— START OF GIVEN RECORDS —

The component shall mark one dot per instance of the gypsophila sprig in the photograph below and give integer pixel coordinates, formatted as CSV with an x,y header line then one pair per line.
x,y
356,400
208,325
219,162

— END OF GIVEN RECORDS —
— START OF GIVEN RECORDS —

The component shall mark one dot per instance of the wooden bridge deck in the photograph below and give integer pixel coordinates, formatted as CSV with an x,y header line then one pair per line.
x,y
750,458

— END OF GIVEN RECORDS —

*WHAT THIS TASK INVOLVES*
Return every line of the data above that contains the word "photograph". Case counts.

*RESULT*
The component shall mark one dot per instance of the gypsophila sprig in the photograph below and give integer pixel coordinates, formatted as CSV with an x,y header line then one pair per line.
The component shall mark one dot per instance of the wooden bridge deck in the photograph below and give integer pixel coordinates, formatted as CSV with an x,y header line then one pair per line.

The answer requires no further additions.